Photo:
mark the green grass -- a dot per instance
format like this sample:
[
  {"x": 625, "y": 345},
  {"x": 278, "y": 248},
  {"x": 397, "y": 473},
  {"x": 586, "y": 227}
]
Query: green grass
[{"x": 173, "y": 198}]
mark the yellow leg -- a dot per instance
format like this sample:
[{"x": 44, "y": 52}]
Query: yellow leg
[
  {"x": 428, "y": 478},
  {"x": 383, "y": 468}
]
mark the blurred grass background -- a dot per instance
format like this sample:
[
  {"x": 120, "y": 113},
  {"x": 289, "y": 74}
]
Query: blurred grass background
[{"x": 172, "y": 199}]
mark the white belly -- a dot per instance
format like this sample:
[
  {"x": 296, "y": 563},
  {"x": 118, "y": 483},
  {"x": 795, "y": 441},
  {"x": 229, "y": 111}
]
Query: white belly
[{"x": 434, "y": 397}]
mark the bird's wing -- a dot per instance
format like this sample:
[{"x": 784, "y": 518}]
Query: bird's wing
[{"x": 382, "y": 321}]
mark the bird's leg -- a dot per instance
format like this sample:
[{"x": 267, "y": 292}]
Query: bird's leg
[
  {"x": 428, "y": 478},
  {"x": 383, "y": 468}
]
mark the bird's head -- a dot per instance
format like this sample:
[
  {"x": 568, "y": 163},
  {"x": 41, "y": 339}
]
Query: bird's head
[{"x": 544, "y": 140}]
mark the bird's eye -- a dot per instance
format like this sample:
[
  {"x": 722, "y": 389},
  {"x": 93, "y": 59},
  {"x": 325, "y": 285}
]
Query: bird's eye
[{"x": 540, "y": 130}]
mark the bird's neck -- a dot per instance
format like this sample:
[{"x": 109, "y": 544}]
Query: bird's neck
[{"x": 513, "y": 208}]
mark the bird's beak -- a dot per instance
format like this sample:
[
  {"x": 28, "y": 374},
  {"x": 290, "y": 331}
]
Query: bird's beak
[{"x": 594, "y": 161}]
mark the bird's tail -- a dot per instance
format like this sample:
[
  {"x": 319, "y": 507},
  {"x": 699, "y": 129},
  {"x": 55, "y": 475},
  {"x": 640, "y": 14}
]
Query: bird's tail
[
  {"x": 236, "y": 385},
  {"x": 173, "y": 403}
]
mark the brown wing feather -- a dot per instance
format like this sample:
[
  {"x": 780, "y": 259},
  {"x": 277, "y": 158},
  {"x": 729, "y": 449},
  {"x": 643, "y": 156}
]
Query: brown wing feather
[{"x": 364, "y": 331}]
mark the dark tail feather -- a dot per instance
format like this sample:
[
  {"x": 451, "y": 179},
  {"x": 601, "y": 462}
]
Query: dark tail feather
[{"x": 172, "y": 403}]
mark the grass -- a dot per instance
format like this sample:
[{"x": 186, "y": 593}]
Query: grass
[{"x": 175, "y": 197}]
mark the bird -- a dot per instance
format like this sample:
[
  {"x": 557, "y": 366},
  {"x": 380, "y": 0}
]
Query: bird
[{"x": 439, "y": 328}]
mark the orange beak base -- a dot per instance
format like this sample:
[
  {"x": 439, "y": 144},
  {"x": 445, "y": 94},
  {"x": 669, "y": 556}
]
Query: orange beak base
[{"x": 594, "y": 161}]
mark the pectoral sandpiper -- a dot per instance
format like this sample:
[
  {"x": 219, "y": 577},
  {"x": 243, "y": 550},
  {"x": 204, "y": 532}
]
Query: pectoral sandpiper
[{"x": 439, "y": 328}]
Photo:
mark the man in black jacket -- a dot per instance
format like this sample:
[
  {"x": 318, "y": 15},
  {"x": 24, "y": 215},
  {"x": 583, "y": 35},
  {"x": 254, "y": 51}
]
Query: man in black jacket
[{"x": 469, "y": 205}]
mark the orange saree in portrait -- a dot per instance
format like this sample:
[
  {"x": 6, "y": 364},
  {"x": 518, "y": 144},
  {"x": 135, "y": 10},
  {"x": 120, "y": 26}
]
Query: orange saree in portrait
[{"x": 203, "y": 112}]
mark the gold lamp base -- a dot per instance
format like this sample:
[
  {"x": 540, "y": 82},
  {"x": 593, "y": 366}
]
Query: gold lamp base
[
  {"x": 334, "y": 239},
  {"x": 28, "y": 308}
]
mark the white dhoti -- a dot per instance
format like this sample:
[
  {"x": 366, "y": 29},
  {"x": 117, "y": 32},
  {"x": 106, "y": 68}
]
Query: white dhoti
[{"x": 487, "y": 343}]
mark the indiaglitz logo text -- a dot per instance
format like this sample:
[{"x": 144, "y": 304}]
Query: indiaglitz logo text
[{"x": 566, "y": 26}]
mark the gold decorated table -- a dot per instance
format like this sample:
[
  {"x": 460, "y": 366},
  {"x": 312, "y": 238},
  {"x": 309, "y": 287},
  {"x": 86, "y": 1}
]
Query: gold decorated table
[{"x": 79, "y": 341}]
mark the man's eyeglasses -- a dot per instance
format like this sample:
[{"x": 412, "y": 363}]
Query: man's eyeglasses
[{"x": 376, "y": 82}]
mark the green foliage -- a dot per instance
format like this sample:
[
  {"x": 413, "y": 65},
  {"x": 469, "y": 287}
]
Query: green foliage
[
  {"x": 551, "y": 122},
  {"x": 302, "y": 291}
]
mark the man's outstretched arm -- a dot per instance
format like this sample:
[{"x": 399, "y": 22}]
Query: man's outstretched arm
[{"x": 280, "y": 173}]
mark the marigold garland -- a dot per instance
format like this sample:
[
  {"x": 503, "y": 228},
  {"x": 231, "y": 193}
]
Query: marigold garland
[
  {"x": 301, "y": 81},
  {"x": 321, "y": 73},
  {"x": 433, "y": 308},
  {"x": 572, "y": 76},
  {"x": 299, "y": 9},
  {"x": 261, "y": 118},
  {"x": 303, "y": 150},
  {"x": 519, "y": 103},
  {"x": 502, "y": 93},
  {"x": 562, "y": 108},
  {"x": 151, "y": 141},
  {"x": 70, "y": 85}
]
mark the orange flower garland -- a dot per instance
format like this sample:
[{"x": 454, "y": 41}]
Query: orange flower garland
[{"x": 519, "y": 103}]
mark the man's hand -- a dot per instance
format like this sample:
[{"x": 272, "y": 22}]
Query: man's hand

→ EXERCISE OBJECTIVE
Repeat the data precisely, line by line.

→ CORRECT OUTPUT
Photo:
mark the green grass -- a dot per instance
format like this sample:
[
  {"x": 625, "y": 345},
  {"x": 278, "y": 248},
  {"x": 397, "y": 473},
  {"x": 586, "y": 227}
]
Query: green grass
[{"x": 173, "y": 198}]
mark the yellow leg -- a dot per instance
format like this sample:
[{"x": 44, "y": 52}]
Query: yellow leg
[
  {"x": 428, "y": 478},
  {"x": 383, "y": 468}
]
mark the blurred grass background -- a dot per instance
format like this sample:
[
  {"x": 120, "y": 113},
  {"x": 289, "y": 74}
]
Query: blurred grass background
[{"x": 172, "y": 199}]
mark the white belly -- a dot per instance
format like this sample:
[
  {"x": 296, "y": 563},
  {"x": 118, "y": 483},
  {"x": 795, "y": 441},
  {"x": 229, "y": 111}
]
Query: white belly
[{"x": 434, "y": 397}]
mark the bird's wing -- a dot per instance
format like this sample:
[{"x": 784, "y": 518}]
Query: bird's wing
[{"x": 382, "y": 321}]
mark the bird's leg -- a dot per instance
format like this sample:
[{"x": 267, "y": 292}]
Query: bird's leg
[
  {"x": 428, "y": 478},
  {"x": 383, "y": 468}
]
mark the bird's head -- a dot per instance
format like this sample:
[
  {"x": 568, "y": 163},
  {"x": 41, "y": 339}
]
Query: bird's head
[{"x": 544, "y": 140}]
mark the bird's eye -- a dot per instance
format like this sample:
[
  {"x": 722, "y": 389},
  {"x": 93, "y": 59},
  {"x": 325, "y": 285}
]
Query: bird's eye
[{"x": 540, "y": 130}]
mark the bird's neck -- a dot per instance
format like this sample:
[{"x": 109, "y": 544}]
Query: bird's neck
[{"x": 513, "y": 208}]
mark the bird's beak -- a dot per instance
format like this sample:
[
  {"x": 28, "y": 374},
  {"x": 290, "y": 331}
]
Query: bird's beak
[{"x": 594, "y": 161}]
mark the bird's tail -- a dot per instance
format like this sample:
[
  {"x": 319, "y": 507},
  {"x": 699, "y": 129},
  {"x": 55, "y": 475},
  {"x": 640, "y": 14}
]
Query: bird's tail
[
  {"x": 236, "y": 385},
  {"x": 173, "y": 403}
]
mark the brown wing feather -- a dot per instance
format like this sample:
[
  {"x": 780, "y": 259},
  {"x": 277, "y": 158},
  {"x": 729, "y": 449},
  {"x": 643, "y": 156}
]
Query: brown wing feather
[{"x": 364, "y": 331}]
mark the dark tail feather -- a dot per instance
format like this sample:
[
  {"x": 451, "y": 179},
  {"x": 601, "y": 462}
]
Query: dark tail feather
[{"x": 172, "y": 403}]
mark the grass -- a dot per instance
format like this sample:
[{"x": 186, "y": 593}]
Query: grass
[{"x": 175, "y": 197}]
mark the bird -- a dot per instance
format like this sample:
[
  {"x": 557, "y": 366},
  {"x": 380, "y": 0}
]
Query: bird
[{"x": 439, "y": 328}]
mark the orange beak base -- a dot per instance
format like this sample:
[
  {"x": 439, "y": 144},
  {"x": 445, "y": 94},
  {"x": 669, "y": 556}
]
Query: orange beak base
[{"x": 594, "y": 161}]
mark the pectoral sandpiper -- a dot per instance
format like this sample:
[
  {"x": 219, "y": 577},
  {"x": 243, "y": 550},
  {"x": 204, "y": 532}
]
Query: pectoral sandpiper
[{"x": 439, "y": 328}]
Photo:
mark the man in black jacket -- a dot per instance
format like this sample:
[
  {"x": 318, "y": 15},
  {"x": 24, "y": 215},
  {"x": 583, "y": 35},
  {"x": 254, "y": 51}
]
Query: man in black jacket
[{"x": 469, "y": 205}]
mark the orange saree in portrait -- a dot per instance
format like this sample:
[
  {"x": 6, "y": 364},
  {"x": 518, "y": 144},
  {"x": 135, "y": 10},
  {"x": 120, "y": 26}
]
Query: orange saree in portrait
[{"x": 203, "y": 112}]
mark the gold lamp base -- a dot per instance
format like this sample:
[
  {"x": 540, "y": 82},
  {"x": 593, "y": 366}
]
Query: gold lamp base
[
  {"x": 334, "y": 239},
  {"x": 28, "y": 308}
]
mark the white dhoti -- a dot per instance
format like this sample:
[
  {"x": 366, "y": 29},
  {"x": 117, "y": 32},
  {"x": 106, "y": 68}
]
Query: white dhoti
[{"x": 487, "y": 343}]
mark the indiaglitz logo text -- a dot per instance
format like this sample:
[{"x": 144, "y": 304}]
Query: indiaglitz logo text
[{"x": 566, "y": 26}]
mark the gold decorated table -- a dot per instance
format like this sample:
[
  {"x": 460, "y": 366},
  {"x": 312, "y": 238},
  {"x": 309, "y": 287},
  {"x": 86, "y": 1}
]
Query: gold decorated table
[{"x": 79, "y": 341}]
mark the man's eyeglasses -- a dot per instance
format like this sample:
[{"x": 412, "y": 363}]
Query: man's eyeglasses
[{"x": 376, "y": 82}]
mark the green foliage -- a dot per instance
format like this sample:
[
  {"x": 413, "y": 65},
  {"x": 469, "y": 287}
]
Query: green foliage
[
  {"x": 551, "y": 122},
  {"x": 302, "y": 291}
]
mark the man's outstretched arm -- a dot per instance
format like this sample:
[{"x": 399, "y": 22}]
Query: man's outstretched arm
[{"x": 280, "y": 173}]
mark the marigold garland -- a dot per instance
format like this sample:
[
  {"x": 503, "y": 228},
  {"x": 231, "y": 193}
]
Query: marigold garland
[
  {"x": 301, "y": 81},
  {"x": 321, "y": 73},
  {"x": 433, "y": 308},
  {"x": 572, "y": 76},
  {"x": 299, "y": 9},
  {"x": 261, "y": 118},
  {"x": 303, "y": 150},
  {"x": 519, "y": 103},
  {"x": 502, "y": 93},
  {"x": 562, "y": 108},
  {"x": 151, "y": 141},
  {"x": 70, "y": 85}
]
mark the orange flower garland -- a dot per instance
format like this sample:
[{"x": 454, "y": 41}]
Query: orange flower garland
[{"x": 519, "y": 103}]
mark the man's hand -- a dot per instance
format like this sample:
[{"x": 272, "y": 22}]
Query: man's hand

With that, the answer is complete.